Materials provided:
################
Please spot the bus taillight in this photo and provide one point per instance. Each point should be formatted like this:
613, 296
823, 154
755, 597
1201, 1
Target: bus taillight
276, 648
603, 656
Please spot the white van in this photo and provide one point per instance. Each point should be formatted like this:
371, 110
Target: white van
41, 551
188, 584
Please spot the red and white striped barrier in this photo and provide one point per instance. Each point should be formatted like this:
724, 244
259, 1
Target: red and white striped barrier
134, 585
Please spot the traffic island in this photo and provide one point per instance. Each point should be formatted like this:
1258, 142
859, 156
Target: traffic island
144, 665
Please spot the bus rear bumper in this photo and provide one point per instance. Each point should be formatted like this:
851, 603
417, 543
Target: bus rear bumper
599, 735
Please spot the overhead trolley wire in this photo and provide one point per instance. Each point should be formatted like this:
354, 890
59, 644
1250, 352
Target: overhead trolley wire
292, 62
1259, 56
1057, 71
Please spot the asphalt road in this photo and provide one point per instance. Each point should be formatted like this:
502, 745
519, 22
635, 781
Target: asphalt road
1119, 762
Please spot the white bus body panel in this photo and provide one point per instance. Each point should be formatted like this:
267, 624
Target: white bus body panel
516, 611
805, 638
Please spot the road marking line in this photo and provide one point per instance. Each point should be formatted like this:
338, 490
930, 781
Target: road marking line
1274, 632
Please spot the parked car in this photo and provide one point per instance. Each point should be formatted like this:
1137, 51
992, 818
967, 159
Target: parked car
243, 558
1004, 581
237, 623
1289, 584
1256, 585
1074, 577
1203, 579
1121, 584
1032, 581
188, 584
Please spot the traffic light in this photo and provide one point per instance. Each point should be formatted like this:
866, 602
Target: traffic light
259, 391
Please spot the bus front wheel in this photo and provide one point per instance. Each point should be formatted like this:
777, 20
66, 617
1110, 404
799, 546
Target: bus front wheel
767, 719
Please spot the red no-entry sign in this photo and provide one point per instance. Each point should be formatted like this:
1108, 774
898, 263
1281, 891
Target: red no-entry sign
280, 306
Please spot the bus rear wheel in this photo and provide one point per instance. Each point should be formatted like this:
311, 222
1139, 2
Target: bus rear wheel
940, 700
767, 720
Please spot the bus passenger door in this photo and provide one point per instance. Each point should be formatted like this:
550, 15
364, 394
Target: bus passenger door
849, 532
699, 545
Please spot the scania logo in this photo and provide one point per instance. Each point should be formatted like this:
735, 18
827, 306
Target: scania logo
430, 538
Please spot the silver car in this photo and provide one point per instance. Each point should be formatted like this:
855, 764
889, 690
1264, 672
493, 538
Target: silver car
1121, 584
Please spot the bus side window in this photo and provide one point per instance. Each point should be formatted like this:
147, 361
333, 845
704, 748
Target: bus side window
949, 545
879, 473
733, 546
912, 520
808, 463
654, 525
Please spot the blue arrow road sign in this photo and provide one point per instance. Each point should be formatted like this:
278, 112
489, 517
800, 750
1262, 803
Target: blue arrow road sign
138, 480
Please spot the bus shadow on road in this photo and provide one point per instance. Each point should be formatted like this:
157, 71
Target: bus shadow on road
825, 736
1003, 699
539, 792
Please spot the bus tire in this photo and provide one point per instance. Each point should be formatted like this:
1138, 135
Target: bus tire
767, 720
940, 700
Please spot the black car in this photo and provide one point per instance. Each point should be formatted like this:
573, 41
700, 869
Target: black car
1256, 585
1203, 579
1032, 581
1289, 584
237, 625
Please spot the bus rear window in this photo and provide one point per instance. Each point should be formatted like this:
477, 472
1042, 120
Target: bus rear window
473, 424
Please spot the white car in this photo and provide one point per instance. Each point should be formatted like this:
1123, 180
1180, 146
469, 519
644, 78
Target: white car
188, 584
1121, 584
################
Restate every entry above word for word.

Task response:
Please spot the bus taillight in this photo and provide one point per instance. Each point should be formatted like this:
613, 296
823, 154
755, 597
1201, 1
Target: bus taillight
276, 648
603, 656
Please spot the white van in this photo and provide one point per instance. Each point should be formatted like this:
371, 110
Target: white van
41, 551
188, 584
Please spot the red and white striped barrier in this photo and provide one point per instance. Each point should be formatted like this:
724, 244
259, 1
Target: red and white striped barrier
134, 585
Please spot the traffic island in this photo and provide one point per instance. Each point should be formatted like this:
1258, 142
859, 156
Target: traffic island
144, 665
Please spot the bus rear bumper in this photo and provide one point per instance. Each point should be formatted like this:
851, 603
417, 543
Target: bus rear bumper
599, 735
Please spot the overhead trolley wire in this photo and provide one point per instance. Each point should be formatted like this:
354, 890
59, 644
1250, 352
Target: overhead trolley wire
292, 62
1259, 56
1057, 71
Please spot the asphalt road in this photo and provide one point per instance. Each point should be formatted like this:
502, 745
519, 22
635, 781
Target: asphalt road
1119, 762
Please spot the white bus body panel in this photo and provide one point per instance. Each point should be formatted like this:
267, 624
Target: white bus body panel
516, 611
805, 638
Please spot the road marking line in this photo and provide one point per instance. Each point should be formatted like this:
338, 490
930, 781
Target: road marking line
1274, 632
Please spot the parked car in this photo and provide one point per instance. Each point should be formatted like this:
1137, 51
992, 818
967, 159
Target: parked car
243, 558
1004, 581
237, 623
1289, 584
1256, 585
1074, 577
1203, 579
1121, 584
1032, 581
188, 584
Please spot the traffic light in this photo and provide one point per instance. Each point should be formatted like this:
866, 602
Target: traffic light
259, 391
Please spot the bus front wheel in this photo and provide one point per instance. Each point should be formatted like this:
777, 20
66, 617
1110, 404
799, 546
Target: bus front wheel
767, 719
Please spot the red no-entry sign in this photo and provide one point per instance. Each point should be formatted like this:
1108, 774
898, 263
1281, 891
Target: red no-entry sign
280, 306
Please spot the bus rear wheel in this photo and provide one point per instance. Each point should be formatted like this:
311, 222
1139, 2
Target: bus rear wheel
940, 700
767, 720
Please spot the bus passenger door in this photo and provide one point per instance. Each point should be formatted like this:
550, 15
364, 394
Target: bus passenger door
849, 532
699, 545
Please spot the scania logo in this photo and provide one point per instance. Each point should be formatted like this:
735, 18
827, 306
Target: scania logo
430, 538
Please spot the silver car in this photo and provide one point per instance. Each point should be formatted like this:
855, 764
889, 690
1264, 672
493, 538
Target: silver car
1121, 584
Please spot the bus side window in this photo and provide one point per instance. Each point should be formatted like this:
147, 361
333, 845
704, 748
Target: bus side window
949, 545
879, 473
733, 546
912, 520
808, 463
654, 525
Please spot the blue arrow road sign in this photo and provide one point per instance. Each point should be formatted like this:
278, 112
489, 517
800, 750
1262, 803
Target: blue arrow road sign
138, 480
Please spot the bus shadow on road in this photo and provide one point per instance. Each point should be formatted like this:
157, 71
Target: bus shadow on road
825, 736
1003, 699
539, 792
Please spot the bus tire in this photo and provide one point per instance. Each point should be formatted like this:
1138, 135
Target: bus tire
767, 720
940, 700
Please spot the black car in this photo and provide one point per instance. Each point should be formatted like this:
573, 41
700, 869
Target: black car
1256, 585
1203, 579
1032, 581
1289, 584
237, 625
Please spot the bus rear window in this photo and provide one point per instance. Each point should be formatted like this:
477, 472
1042, 120
Target: bus rear window
473, 424
Please spot the white car in this photo and provide one point per instance. Each point should be formatted like this:
1123, 180
1180, 146
469, 519
644, 78
Target: white car
188, 584
1121, 584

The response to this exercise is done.